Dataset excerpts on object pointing

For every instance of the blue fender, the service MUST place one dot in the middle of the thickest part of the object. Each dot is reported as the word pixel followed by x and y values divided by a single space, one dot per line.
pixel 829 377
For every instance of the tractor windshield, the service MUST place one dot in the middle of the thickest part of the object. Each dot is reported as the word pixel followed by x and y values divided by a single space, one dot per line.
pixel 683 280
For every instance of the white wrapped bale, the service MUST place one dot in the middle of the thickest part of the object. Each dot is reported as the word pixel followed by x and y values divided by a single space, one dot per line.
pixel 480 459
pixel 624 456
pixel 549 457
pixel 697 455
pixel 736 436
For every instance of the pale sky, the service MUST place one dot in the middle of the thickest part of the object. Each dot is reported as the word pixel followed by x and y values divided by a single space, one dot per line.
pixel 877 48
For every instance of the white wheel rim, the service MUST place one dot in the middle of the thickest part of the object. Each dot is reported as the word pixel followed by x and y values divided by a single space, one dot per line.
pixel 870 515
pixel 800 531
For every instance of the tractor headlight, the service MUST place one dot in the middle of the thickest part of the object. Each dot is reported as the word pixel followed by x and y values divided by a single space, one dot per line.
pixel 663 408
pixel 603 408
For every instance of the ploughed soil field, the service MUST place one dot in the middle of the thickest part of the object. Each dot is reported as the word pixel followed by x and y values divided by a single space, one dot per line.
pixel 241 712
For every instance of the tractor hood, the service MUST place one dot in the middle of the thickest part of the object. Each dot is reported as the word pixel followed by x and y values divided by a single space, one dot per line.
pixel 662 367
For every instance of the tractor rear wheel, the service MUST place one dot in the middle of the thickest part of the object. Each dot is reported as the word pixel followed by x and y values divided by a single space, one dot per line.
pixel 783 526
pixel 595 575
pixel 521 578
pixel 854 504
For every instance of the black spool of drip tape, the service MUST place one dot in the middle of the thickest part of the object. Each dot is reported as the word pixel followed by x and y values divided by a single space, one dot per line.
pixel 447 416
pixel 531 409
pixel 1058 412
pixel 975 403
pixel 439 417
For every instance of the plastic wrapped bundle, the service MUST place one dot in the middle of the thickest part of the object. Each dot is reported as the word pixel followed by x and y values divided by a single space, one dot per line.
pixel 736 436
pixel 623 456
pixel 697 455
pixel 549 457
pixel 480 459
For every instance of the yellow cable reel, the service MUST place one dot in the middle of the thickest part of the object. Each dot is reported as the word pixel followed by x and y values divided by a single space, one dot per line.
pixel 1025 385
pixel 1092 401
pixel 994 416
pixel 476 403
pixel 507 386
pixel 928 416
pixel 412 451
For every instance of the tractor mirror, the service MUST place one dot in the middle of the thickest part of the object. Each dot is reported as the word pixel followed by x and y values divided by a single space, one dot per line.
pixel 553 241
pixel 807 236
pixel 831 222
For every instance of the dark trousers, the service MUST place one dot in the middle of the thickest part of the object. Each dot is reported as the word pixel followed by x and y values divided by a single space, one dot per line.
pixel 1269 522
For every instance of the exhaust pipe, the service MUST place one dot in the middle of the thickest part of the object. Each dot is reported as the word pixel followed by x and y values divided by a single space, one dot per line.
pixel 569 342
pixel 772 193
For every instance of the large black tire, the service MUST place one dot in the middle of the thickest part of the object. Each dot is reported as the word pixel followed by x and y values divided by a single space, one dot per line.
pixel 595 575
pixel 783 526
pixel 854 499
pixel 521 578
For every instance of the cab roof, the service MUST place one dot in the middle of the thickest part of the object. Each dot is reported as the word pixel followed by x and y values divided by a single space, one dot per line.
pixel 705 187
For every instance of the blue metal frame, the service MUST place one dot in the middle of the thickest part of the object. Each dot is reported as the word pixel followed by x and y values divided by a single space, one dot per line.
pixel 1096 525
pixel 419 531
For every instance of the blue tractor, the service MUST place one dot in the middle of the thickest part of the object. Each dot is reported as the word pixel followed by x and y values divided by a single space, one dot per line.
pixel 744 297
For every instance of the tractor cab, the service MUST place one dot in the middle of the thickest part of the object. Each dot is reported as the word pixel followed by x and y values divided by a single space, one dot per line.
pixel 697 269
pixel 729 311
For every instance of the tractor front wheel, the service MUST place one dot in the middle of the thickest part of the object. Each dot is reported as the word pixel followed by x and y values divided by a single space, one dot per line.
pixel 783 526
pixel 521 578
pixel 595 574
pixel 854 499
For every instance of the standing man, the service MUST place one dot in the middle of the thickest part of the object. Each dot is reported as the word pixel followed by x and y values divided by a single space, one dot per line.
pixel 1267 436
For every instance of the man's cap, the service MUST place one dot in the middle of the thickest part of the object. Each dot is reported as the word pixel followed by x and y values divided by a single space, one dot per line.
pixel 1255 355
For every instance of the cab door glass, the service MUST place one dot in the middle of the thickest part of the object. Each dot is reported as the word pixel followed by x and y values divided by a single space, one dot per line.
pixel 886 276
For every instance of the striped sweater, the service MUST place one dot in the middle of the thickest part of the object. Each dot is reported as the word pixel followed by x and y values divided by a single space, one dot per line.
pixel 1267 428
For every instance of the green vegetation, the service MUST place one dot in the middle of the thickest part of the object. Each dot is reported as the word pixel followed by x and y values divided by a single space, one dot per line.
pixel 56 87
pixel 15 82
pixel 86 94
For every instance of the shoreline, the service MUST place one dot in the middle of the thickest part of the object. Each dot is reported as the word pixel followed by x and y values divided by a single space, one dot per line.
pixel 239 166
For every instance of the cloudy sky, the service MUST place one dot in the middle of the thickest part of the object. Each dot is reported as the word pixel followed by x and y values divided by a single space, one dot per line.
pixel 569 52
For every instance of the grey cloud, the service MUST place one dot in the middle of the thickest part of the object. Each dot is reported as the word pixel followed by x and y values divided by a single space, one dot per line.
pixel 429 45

Work to do | Reproduce the data in its entirety, matching each character.

Worked answer |
For every instance of the blue fender, the service MUST place one dot in the middle of the thickest part of the object. Each dot is reported as the word pixel followed by x and y values divided by a single space, one dot per line.
pixel 829 377
For every instance of the tractor windshield, the service MUST place one dot in the middle of the thickest part of the object. Each dot is reported as the word pixel followed by x and y values divided by a single space, one dot per line.
pixel 683 280
For every instance of the white wrapped bale, the service MUST place one dot in the middle of the thickest part of the object. Each dot is reported as the word pixel followed by x and y values divided by a single space, one dot per line.
pixel 480 459
pixel 624 456
pixel 549 457
pixel 697 455
pixel 736 436
For every instance of the pale sky, the service MUST place one dot in the middle of the thickest part of the object. Each dot is reported as the word pixel followed by x and y values divided by a single space, one dot per line.
pixel 877 48
For every instance of the white wheel rim, the service MUST place one dot in the middle of the thickest part of the object. Each dot is reported as the word pixel followed by x and y values divided by a single space, one dot per line.
pixel 870 515
pixel 800 531
For every instance of the tractor headlight, the service MUST place one dot in the middle of the thickest part of the object. Each dot is reported as the word pixel followed by x and y values divided by a single space, one dot per line.
pixel 663 408
pixel 603 408
For every instance of the ploughed soil field, the service MUST place one dot in the middle of the thickest part of the object. Each dot is reported as the word pixel followed by x and y values divided by a single space, one dot per line.
pixel 241 712
For every instance of the tractor hood, the service MUST place one dot in the middle of the thickest part of the object. Each dot is reported as the word pixel followed by x and y values divided by a single space, one dot per line.
pixel 662 367
For every instance of the tractor rear wheel, the service MUST place one dot in the middle of the thickest part of the object. Each dot is reported as the word pixel followed by x and y values divided by a single space, one dot per line.
pixel 783 526
pixel 595 575
pixel 521 578
pixel 854 504
For every instance of the black spool of drip tape, the service MUST place one dot in the middle of the thickest part of the object. Each dot is reported as the word pixel followed by x and y values divided by a single space, one dot per line.
pixel 447 416
pixel 531 409
pixel 1058 412
pixel 975 403
pixel 439 417
For every instance of the plastic wrapped bundle, the service MUST place one dot in the middle of the thickest part of the object. Each dot is reported as the word pixel followed by x and y values divided by a single space, one dot per line.
pixel 736 436
pixel 623 456
pixel 697 455
pixel 549 457
pixel 480 459
For every instance of the yellow cable reel, the service MUST place one dot in the middle of the thickest part of the object. Each dot is reported as the word pixel followed by x and y values divided by a single space, one dot per line.
pixel 1025 385
pixel 1092 401
pixel 994 416
pixel 476 403
pixel 507 386
pixel 928 416
pixel 412 451
For every instance of the tractor mirror, the service MUST place one dot in the middle of the thickest part of the object. Each dot is reported as the word pixel followed by x and y values divided by a single space, one dot per line.
pixel 553 241
pixel 807 236
pixel 831 222
For every instance of the dark trousers, the service MUST place one dot in the middle of the thickest part of the object. Each dot is reported as the word pixel followed by x and y values divided by a single space, one dot per line.
pixel 1269 522
For every instance of the exhaust pipe, the service MUST place one dot in the middle of the thickest part of the object. Each dot is reported as the word pixel followed by x and y values divided by a single space, one dot per line.
pixel 569 342
pixel 772 193
For every instance of the large black tire, the service MUST place one dot in the middle of the thickest part of the object. Each dot is reported as the word pixel followed by x and y values divided by a single space, one dot per line.
pixel 595 575
pixel 783 526
pixel 854 499
pixel 521 578
For every instance of the cab roof, the service MUST place one dot in the middle of the thickest part of the object. Each dot is reported as the word pixel followed by x and y values divided by a single space, one dot per line.
pixel 705 187
For every instance of the blue metal frame, the service MUST place one dot in the middle of the thickest part of the object. Each dot is reported as the word pixel followed by x and y values divided by a single space, one dot per line.
pixel 1096 525
pixel 419 531
For every instance of the blue tractor, the service MUST place one dot in the middle of the thickest part of the object. Each dot is reported as the word pixel followed by x and y values divided by a single space, one dot per line.
pixel 744 297
For every instance of the tractor cab, the service MUST place one dot in the middle of the thickest part of the object. Each dot is reported as the word pixel followed by x and y values divided by a single space, one dot per line.
pixel 697 269
pixel 729 311
For every instance of the tractor front wheel, the service MUST place one dot in the middle of the thickest part of the object. Each dot is reported as the word pixel followed by x and y values divided by a single space, one dot per line.
pixel 783 526
pixel 521 578
pixel 595 574
pixel 854 499
For every instance of the standing man, the service MUST place one dot in the middle of the thickest part of the object. Each dot is reported as the word pixel followed by x and y values divided by a single space, one dot per line.
pixel 1267 436
For every instance of the man's cap, the service MUST place one dot in the middle of the thickest part of the object. Each dot is reported as the word pixel followed by x and y values divided by a single space, one dot per line.
pixel 1255 355
For every instance of the cab door glass, the service MUST place one dot in the middle of the thickest part of the object. Each dot is reported as the word pixel followed by x and y values divided by a single space, one dot per line.
pixel 886 276
For every instance of the striped sweater, the service MUST place one dot in the middle of the thickest part of the object. Each dot is reported as the word pixel followed by x and y values divided by a single space, one dot per line.
pixel 1267 428
For every instance of the green vegetation, the service MUST place one dot in the middle of the thickest part of the object. Each dot is reported as the word pixel followed by x and y values divided by a single space, one dot per line.
pixel 56 87
pixel 15 82
pixel 86 94
For every instance of the shoreline, the service MUST place one dot in the middle of the thickest part of the object. Each dot is reported as the word pixel followed by x and y values divided by a single space, one dot per line.
pixel 239 166
For every instance of the cloudy sky, the service MUST place one dot in the middle of the thickest part of the object. Each dot is reported as the word pixel followed by x and y values divided by a single space, one dot per line.
pixel 569 52
For every instance of the grey cloud, the service MUST place one dot in the middle of the thickest part of the object. Each dot is reported as the word pixel followed by x and y values divided by a single space, one dot per line.
pixel 429 45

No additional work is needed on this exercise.